The records below are to be reproduced word for word.

**Available records:**

┏━━

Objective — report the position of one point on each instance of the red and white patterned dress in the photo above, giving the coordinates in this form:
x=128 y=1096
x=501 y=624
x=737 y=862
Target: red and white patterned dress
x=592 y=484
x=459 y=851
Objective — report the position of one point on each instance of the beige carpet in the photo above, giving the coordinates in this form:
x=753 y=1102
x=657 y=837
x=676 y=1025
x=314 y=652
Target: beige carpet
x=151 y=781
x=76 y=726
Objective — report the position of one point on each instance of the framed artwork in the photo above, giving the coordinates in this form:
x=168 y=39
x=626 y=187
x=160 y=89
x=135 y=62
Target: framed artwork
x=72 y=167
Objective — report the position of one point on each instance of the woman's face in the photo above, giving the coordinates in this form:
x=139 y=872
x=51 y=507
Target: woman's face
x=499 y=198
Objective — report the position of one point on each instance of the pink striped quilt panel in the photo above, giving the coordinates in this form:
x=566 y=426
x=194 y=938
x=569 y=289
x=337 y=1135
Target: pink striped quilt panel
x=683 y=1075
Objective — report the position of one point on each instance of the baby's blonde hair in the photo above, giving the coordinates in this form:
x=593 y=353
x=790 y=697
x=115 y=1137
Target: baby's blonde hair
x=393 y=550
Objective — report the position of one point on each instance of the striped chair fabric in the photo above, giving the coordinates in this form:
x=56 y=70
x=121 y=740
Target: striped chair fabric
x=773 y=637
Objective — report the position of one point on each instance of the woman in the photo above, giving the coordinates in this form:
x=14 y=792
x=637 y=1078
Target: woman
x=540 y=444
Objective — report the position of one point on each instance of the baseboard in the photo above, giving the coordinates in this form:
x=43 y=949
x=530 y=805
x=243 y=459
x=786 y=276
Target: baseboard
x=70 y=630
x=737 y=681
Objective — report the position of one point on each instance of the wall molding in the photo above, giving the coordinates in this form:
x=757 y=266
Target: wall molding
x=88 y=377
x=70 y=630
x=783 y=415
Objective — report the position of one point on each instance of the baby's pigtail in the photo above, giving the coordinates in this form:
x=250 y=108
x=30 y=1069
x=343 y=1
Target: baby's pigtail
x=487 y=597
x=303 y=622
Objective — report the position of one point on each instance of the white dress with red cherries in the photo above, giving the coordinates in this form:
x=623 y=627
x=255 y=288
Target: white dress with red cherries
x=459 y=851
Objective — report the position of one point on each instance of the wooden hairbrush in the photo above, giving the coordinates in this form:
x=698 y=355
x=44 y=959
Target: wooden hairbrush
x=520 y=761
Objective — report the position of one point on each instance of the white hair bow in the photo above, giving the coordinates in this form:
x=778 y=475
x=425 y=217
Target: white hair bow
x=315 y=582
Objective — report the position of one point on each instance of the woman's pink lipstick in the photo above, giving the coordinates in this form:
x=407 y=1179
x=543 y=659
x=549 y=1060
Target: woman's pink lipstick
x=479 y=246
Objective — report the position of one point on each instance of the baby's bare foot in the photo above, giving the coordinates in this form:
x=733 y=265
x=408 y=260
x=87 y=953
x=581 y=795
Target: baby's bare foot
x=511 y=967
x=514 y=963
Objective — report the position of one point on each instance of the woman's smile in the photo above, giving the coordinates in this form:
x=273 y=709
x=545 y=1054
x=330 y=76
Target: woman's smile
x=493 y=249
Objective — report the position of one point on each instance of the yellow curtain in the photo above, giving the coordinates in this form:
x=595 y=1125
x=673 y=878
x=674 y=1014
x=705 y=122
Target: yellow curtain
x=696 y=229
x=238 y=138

┗━━

**Expected answer:**
Objective — report the position of one point on each instance of the red and white patterned dress in the photo above, giving the coordinates in this form:
x=128 y=1096
x=501 y=624
x=737 y=862
Target: red and white patterned dress
x=592 y=484
x=459 y=851
Objective — report the position of one point on each instance of the beige carpet in the photo above, giving the coordinates in this form:
x=753 y=1102
x=657 y=837
x=676 y=1025
x=314 y=652
Target: beige carpet
x=151 y=781
x=76 y=726
Objective — report the position of one point on each instance of the framed artwork in the photo above, giving the coordinates in this form:
x=168 y=39
x=626 y=187
x=160 y=89
x=135 y=62
Target: framed artwork
x=72 y=167
Objective — report the position of one point on each instance of the woman's face in the photo above, giving the coordinates in this form:
x=139 y=872
x=51 y=507
Target: woman's face
x=499 y=198
Objective — report the position of one point on each instance of the pink striped quilt panel in the photo above, giving the coordinates in this form:
x=566 y=426
x=194 y=938
x=569 y=289
x=337 y=1135
Target: pink striped quilt panel
x=683 y=1075
Objective — report the position of one point on each instance of the baby's blonde hair in the photo above, giving the coordinates in this form:
x=593 y=353
x=790 y=697
x=115 y=1137
Target: baby's blonde hair
x=393 y=550
Objective — report the position of one point on each instance of the striped chair fabric in the photo above, giving the coordinates in this form:
x=56 y=70
x=121 y=740
Target: striped chair fabric
x=773 y=637
Objective — report the position of one point on each instance of the woman in the photo above, giving the coordinates in this form:
x=14 y=792
x=637 y=1078
Target: woman
x=540 y=444
Objective — report the position of one point on each instance of the baseboard in the photo above, giving the coordinates in this form:
x=43 y=949
x=530 y=805
x=243 y=459
x=786 y=276
Target: baseboard
x=70 y=630
x=737 y=681
Objective — report the position of one point on each instance of the wall molding in the photo above, giving the coordinates in this form:
x=757 y=266
Target: wall molding
x=88 y=377
x=70 y=630
x=783 y=415
Objective — report the position of one point on each instance of the baby's pigtail in the photo above, giving the coordinates in this form:
x=250 y=108
x=30 y=1069
x=343 y=1
Target: baby's pigtail
x=487 y=597
x=303 y=622
Objective — report the position of one point on each instance of the white dress with red cherries in the photo above, giving the coordinates in this form:
x=623 y=627
x=255 y=288
Target: white dress with red cherries
x=459 y=851
Objective — report the position of one point on each instance of the wooden hairbrush in the photo above, giving the coordinates in this form:
x=698 y=355
x=44 y=959
Target: wooden hairbrush
x=520 y=761
Objective — report the position of one point on each instance of the white hair bow in the photo above, giving the coordinates in this form:
x=778 y=475
x=425 y=217
Target: white hair bow
x=315 y=582
Objective — report the position of one point on each instance of the woman's pink lipstick in the photo above, giving the coordinates in this form:
x=407 y=1179
x=543 y=659
x=549 y=1060
Target: woman's pink lipstick
x=479 y=246
Objective — report the position of one point on each instance of the baby's bare foot in the photo above, giving the coordinates in this form:
x=733 y=265
x=408 y=260
x=87 y=953
x=581 y=795
Target: baby's bare foot
x=511 y=967
x=514 y=963
Objective — report the position of one point on each instance of the woman's smile in the photo above, giving the coordinates in this form:
x=273 y=709
x=545 y=1054
x=330 y=76
Target: woman's smile
x=493 y=249
Objective — report the position of one point on each instance of the yellow curtain in the photo above, giving the coordinates in this form:
x=595 y=1125
x=673 y=878
x=674 y=1014
x=705 y=122
Target: yellow curtain
x=696 y=229
x=238 y=138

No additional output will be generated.